[What you should do] Wherever a picture sits, omit it. Output the rest of the listing exactly.

[Records provided]
== == ==
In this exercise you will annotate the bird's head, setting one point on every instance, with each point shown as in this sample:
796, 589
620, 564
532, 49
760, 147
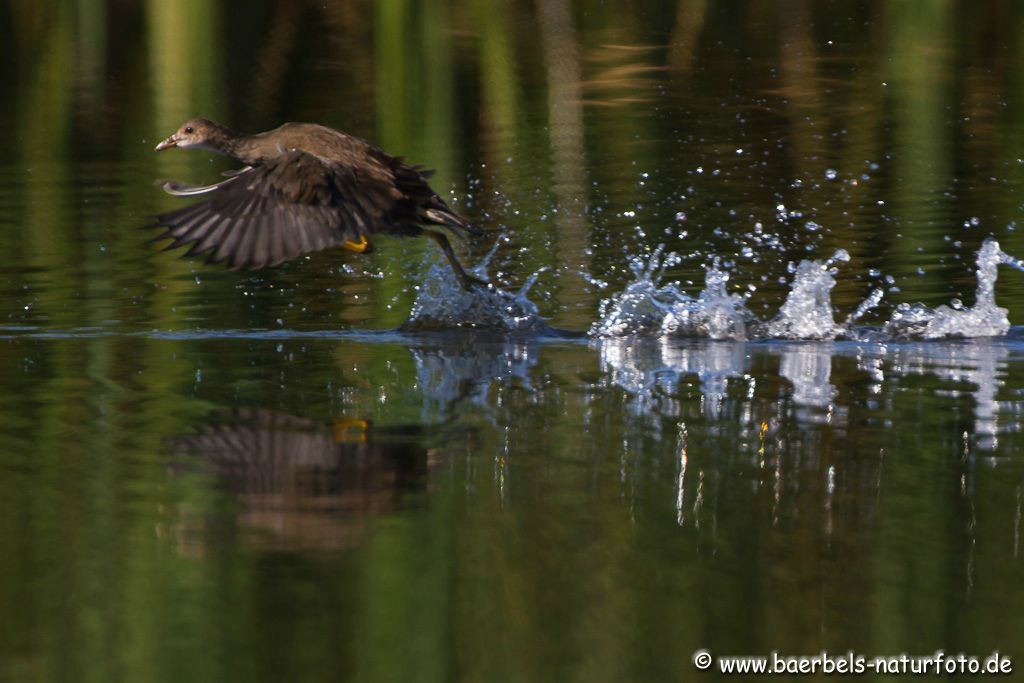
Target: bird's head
194, 133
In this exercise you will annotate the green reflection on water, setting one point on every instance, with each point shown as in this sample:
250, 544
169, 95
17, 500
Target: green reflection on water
563, 527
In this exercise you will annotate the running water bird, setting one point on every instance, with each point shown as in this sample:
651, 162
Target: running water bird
303, 187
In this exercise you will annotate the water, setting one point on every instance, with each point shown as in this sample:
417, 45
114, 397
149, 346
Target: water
749, 374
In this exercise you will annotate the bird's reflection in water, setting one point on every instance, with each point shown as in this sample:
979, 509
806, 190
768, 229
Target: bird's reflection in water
302, 483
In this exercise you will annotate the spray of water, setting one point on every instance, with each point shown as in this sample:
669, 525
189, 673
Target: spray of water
985, 318
441, 303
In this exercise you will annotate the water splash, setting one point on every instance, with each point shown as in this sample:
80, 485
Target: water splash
985, 318
807, 312
647, 306
441, 303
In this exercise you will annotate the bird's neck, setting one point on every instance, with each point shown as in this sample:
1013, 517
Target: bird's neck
232, 143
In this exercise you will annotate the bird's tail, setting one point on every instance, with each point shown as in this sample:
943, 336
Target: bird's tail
449, 218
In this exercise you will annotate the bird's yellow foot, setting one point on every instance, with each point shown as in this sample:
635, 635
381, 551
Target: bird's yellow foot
358, 247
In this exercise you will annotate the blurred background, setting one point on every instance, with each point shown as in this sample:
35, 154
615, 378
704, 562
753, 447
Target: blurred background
216, 475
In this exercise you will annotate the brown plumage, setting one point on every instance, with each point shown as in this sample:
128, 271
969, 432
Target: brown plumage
304, 187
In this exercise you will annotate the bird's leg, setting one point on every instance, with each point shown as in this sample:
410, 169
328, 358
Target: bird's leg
467, 281
358, 247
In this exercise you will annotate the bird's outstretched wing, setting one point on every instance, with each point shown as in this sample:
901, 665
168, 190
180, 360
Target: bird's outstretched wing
293, 205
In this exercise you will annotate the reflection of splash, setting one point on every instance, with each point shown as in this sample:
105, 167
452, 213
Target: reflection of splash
463, 366
981, 366
653, 372
649, 369
302, 484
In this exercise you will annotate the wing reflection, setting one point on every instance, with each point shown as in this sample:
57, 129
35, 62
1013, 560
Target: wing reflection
305, 484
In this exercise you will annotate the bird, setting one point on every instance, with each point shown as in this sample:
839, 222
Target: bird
303, 187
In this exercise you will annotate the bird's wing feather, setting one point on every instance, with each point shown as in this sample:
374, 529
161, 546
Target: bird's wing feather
293, 205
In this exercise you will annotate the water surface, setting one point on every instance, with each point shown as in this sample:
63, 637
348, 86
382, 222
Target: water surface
215, 475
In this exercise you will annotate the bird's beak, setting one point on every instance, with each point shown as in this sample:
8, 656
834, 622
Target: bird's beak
171, 141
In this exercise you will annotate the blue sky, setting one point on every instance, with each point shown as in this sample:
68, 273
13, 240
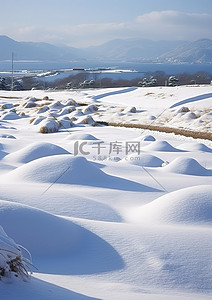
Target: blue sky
82, 23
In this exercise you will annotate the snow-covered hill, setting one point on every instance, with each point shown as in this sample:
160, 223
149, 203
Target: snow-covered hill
107, 212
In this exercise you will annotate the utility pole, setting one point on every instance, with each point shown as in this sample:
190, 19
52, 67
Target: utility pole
12, 84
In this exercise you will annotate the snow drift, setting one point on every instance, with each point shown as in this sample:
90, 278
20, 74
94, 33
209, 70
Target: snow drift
187, 166
67, 169
191, 205
35, 151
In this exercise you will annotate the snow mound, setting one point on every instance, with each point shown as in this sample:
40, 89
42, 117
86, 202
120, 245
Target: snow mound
7, 136
68, 169
144, 160
35, 151
161, 146
191, 205
188, 166
33, 228
82, 136
12, 264
57, 245
194, 147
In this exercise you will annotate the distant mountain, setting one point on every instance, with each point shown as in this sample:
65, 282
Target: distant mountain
142, 50
35, 51
132, 49
194, 52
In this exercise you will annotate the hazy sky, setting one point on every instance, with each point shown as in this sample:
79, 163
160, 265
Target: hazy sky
82, 23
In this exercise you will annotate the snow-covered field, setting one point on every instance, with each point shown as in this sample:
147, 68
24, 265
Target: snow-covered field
106, 212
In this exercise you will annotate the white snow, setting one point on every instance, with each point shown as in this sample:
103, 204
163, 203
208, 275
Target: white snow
107, 212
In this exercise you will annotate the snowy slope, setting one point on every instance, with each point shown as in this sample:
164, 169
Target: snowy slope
107, 212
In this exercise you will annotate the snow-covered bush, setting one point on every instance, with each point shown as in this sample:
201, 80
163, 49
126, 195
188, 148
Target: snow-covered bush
12, 262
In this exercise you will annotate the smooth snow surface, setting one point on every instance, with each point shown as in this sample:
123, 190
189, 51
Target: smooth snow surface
107, 212
34, 151
186, 206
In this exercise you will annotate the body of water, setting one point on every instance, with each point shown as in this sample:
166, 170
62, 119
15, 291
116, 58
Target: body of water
170, 69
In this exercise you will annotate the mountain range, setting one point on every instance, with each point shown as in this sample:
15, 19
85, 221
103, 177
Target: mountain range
142, 50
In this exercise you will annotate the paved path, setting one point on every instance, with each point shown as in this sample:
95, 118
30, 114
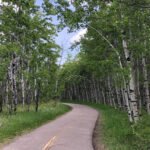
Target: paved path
72, 131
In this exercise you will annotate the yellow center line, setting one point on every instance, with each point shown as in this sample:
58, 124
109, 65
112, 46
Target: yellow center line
53, 139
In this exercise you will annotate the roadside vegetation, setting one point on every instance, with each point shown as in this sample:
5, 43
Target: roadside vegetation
116, 133
14, 125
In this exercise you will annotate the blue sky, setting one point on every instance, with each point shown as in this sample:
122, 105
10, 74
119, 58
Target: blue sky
65, 39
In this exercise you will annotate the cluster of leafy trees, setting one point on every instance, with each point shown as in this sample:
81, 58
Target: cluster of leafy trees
28, 53
113, 63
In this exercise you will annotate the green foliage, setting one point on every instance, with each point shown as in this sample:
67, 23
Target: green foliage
118, 134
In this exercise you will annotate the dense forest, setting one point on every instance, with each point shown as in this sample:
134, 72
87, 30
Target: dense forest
28, 54
112, 66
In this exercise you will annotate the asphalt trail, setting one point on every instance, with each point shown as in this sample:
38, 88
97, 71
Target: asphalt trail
72, 131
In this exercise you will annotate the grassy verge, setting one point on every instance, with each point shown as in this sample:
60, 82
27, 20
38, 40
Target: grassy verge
11, 126
118, 134
115, 132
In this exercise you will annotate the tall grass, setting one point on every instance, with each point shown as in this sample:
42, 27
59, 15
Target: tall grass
23, 121
118, 134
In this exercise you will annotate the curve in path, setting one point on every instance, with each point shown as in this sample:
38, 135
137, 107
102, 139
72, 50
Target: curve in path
72, 131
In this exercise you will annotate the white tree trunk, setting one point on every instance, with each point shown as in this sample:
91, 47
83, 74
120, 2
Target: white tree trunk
146, 85
133, 100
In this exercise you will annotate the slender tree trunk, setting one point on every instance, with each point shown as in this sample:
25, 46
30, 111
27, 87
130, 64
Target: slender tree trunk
146, 85
133, 100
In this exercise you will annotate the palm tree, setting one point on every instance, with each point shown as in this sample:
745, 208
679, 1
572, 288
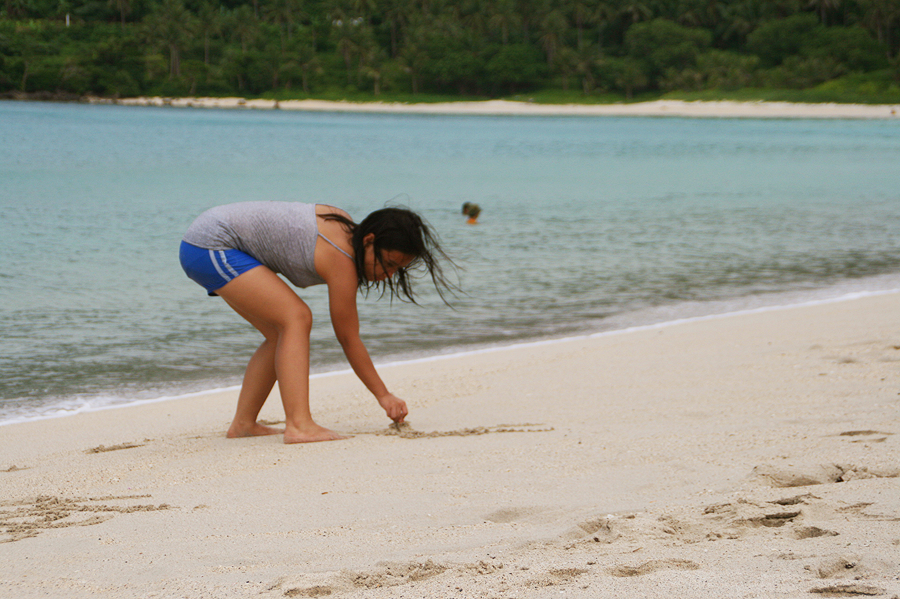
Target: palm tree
553, 29
209, 24
823, 7
170, 25
123, 7
634, 10
502, 15
244, 25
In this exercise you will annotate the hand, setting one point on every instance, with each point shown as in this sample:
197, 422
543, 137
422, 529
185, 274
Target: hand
394, 406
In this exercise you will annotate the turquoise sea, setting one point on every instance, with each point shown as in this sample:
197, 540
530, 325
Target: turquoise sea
589, 224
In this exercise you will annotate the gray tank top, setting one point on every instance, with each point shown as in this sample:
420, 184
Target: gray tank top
== == ==
[Completed task]
In this exercise you will annotate the bird's head, setting one point on every instance, with each point shown as in this sample:
796, 589
620, 564
532, 49
760, 147
Target: bird's head
194, 133
In this exercise you will annotate the green reflection on water, setting one point on every instance, with each point shown as in this sample:
250, 544
169, 95
17, 500
Target: green reflection on water
563, 527
In this exercise you will annotate the running water bird, setting one point on every instance, with each point shown as in this sample:
651, 162
Target: running water bird
303, 187
In this exercise you will annotate the water, setting one point on every instance, with each point shown as in this sample:
417, 45
114, 397
149, 346
Target: water
749, 374
In this exercise you will annotate the bird's reflection in water, setting one point on every instance, with each point shown as in this sample:
979, 509
806, 190
768, 229
Target: bird's reflection in water
302, 483
In this exercise you will annotate the spray of water, setting one point on every instance, with each point shown as in this sample:
669, 525
189, 673
Target: spray of water
985, 318
441, 303
In this exercise you will annotate the water splash, setting one point on every instance, with each point shown as in this sample:
80, 485
Target: water splash
985, 318
807, 312
647, 306
441, 303
In this exercise you will annotate the bird's neck, setting one point on every instance, with each point shown as in this sample:
1013, 517
Target: bird's neck
232, 143
In this exercise you will annotate the bird's tail, setting one point on every instance, with each point shown as in this sample:
943, 336
Target: bird's tail
449, 218
In this exercise you will annotate the bird's yellow foot, setting one point on every instance, with each point shown as in this sample:
635, 635
381, 551
Target: bird's yellow foot
358, 247
In this exercise you will annotate the blurred background, setting one point on every instance, with each point shown as in this sample:
35, 154
615, 378
704, 562
753, 447
Target: blurred background
216, 475
In this exercise you will annotate the brown plumage, setting one point on every instance, with each point shown as in this sample:
128, 271
969, 432
Target: brown plumage
304, 187
In this exercise you will annotate the bird's leg, setting one point on every instance, with each point shown as in this sample:
410, 169
328, 358
Target: bird's leg
467, 281
358, 247
In this exercise you will annotate the bird's outstretched wing, setting one point on every instance, with each point shown as in this sample:
901, 665
168, 190
180, 360
Target: bird's outstretched wing
293, 205
In this exercise you will annotate the reflection of splash, setting one point on every instance, with each point shown as in this sample:
105, 167
452, 213
Target: reflection of splash
463, 366
981, 366
653, 372
649, 369
302, 484
In this exercise you will annotate the wing reflection, setting one point on every instance, with each point shown as in this sample:
57, 129
35, 62
1013, 560
Target: wing reflection
305, 484
In this exercise you will annotate the bird, setting one point on every instance, with each point shown as in this sample:
839, 222
Target: bird
303, 187
In this exercise you will annotate the bird's wing feather, setting one point on every instance, with each point shown as in this sample:
374, 529
161, 546
Target: bird's wing feather
293, 205
In this exercise you will annotate the water surface, setting one point on every instance, with each point shown as in this sample:
63, 637
348, 86
382, 222
Target: water surface
215, 475
In this exercise you will annotate the bird's beak, setting one point on every instance, with each point shown as in this sample:
8, 656
834, 622
Target: bird's beak
171, 141
In this exercise you will annotate the blue sky, setting one point on every instance, with each point shown as in this sample:
68, 273
13, 240
Target: blue sky
82, 23
In this exercise you will annotate the snow-covered hill, setting one point on every instance, with each point shown as in this sample:
160, 223
149, 203
Target: snow-covered hill
107, 212
In this exercise you will annotate the utility pole, setting one point on every instance, with each point shown as in this sample:
190, 19
52, 67
Target: utility pole
12, 84
In this exercise you will annotate the snow drift, setting one point on every instance, with each point shown as in this sample:
90, 278
20, 74
94, 33
209, 70
Target: snow drift
187, 166
67, 169
191, 205
35, 151
In this exercise you will annotate the snow mound, setting one point on every instance, with each point shown as in this sample:
40, 89
42, 117
86, 202
120, 245
Target: snow mound
7, 136
68, 169
144, 160
35, 151
161, 146
191, 205
188, 166
33, 228
82, 136
12, 264
57, 245
194, 147
In this exercise you will annotate the distant mountain, setting one point on every instance, with each point shown as in this sample:
65, 282
Target: distant mountain
142, 50
35, 51
132, 49
194, 52
In this exercise you will annotate the hazy sky, setting one point on every instance, with each point shown as in this sample:
79, 163
160, 265
Target: hazy sky
82, 23
In this exercise you will annotate the snow-covered field, setting one point on every instance, with each point shown as in this sample:
147, 68
24, 265
Target: snow-covered field
106, 212
In this exercise you will annotate the white snow, setting one point on every instance, with each point shown as in this sample:
103, 204
163, 203
208, 275
Target: white snow
107, 212
In this exercise you will annotate the snowy slope, setting one point on every instance, with each point shown as in this sample:
164, 169
Target: snowy slope
107, 212
In this exercise you will annotate the snow-covered bush, setting one point on every instance, with each point shown as in this sample:
201, 80
163, 49
126, 195
188, 148
Target: snow-covered bush
12, 262
In this exercise you will annotate the smooth snow surface, setting one point on every instance, with each point shown as in this sample:
123, 190
189, 51
Target: smooth snow surface
107, 212
34, 151
186, 206
In this exercise you will annotate the body of water, setting one point on every instance, with each point shown as in this sample:
166, 170
62, 119
15, 291
116, 58
Target: body of water
170, 69
In this exercise you will annotate the mountain range, setting one point on every instance, with each point shown as in this sample:
15, 19
85, 221
103, 177
Target: mountain range
142, 50
In this exercise you will annotate the paved path, setting one point on every instance, with each point shown as in this sample:
95, 118
30, 114
Target: paved path
72, 131
In this exercise you will annotate the yellow center line, setting one point on every instance, with each point shown as in this sample:
58, 124
109, 65
112, 46
Target: yellow center line
53, 139
In this exercise you will annotate the roadside vegetation, setting one point on every instance, with each point shown as in this sample:
5, 43
Target: roadside vegetation
116, 133
14, 125
In this exercise you will annotate the blue sky, setting one point on every instance, with each point shown as in this sample:
122, 105
10, 74
119, 58
Target: blue sky
65, 39
In this exercise you will annotate the cluster of leafy trees, setting one point on every instance, with each point shown as in this sample:
81, 58
Target: cluster of leafy trees
28, 53
113, 63
In this exercise you will annotate the green foliage, setting one point on every instance, with each point shown as in this sample:
67, 23
Target: green foliage
118, 134
In this exercise you will annotate the dense forest, setting one point on every instance, with each point shown as in this sample:
134, 72
87, 30
Target: dense forest
28, 54
112, 66
In this exercise you will annotate the asphalt trail, setting one point on every instance, with each point shown as in this sample:
38, 88
97, 71
Target: asphalt trail
72, 131
In this exercise you will annotate the grassy verge, setting one point on every instance, with each point shown as in this sample:
60, 82
27, 20
38, 40
Target: grassy verge
11, 126
118, 134
115, 132
In this exercise you will annotate the tall grass, setting one point on every instance, with each point shown as in this sample:
42, 27
59, 15
Target: tall grass
23, 121
118, 134
In this exercise you will annotate the curve in path, setting one point on every instance, with each point shown as in this sample:
38, 135
137, 107
102, 139
72, 50
Target: curve in path
72, 131
In this exercise you will annotate the white tree trunk, setting one point on every instance, with each point shown as in this sample:
91, 47
83, 74
120, 2
Target: white tree trunk
146, 85
133, 100
In this exercise you will annotate the slender tree trunk, setting one point on every instance, with each point shown as in this sample:
25, 46
30, 111
27, 87
130, 64
Target: slender tree trunk
146, 85
133, 100
In this exercise you will annotate the palm tree, setting one point on every instance, with each point shown as in this sample:
745, 208
679, 1
572, 288
Target: palm tree
553, 29
209, 24
823, 7
170, 25
123, 7
634, 10
502, 15
244, 25
In this exercise you will annotate the hand, setting one point on every instance, with each point shown as in this sample:
197, 422
543, 137
422, 529
185, 274
Target: hand
394, 406
In this exercise you will annotate the turquoise sea, setting one point on every instance, with each point shown as in this sample:
197, 540
530, 325
Target: turquoise sea
589, 224
In this exercise you will annotate the gray tank top, setting one point on every instance, with each point shown as in this sample:
420, 184
Target: gray tank top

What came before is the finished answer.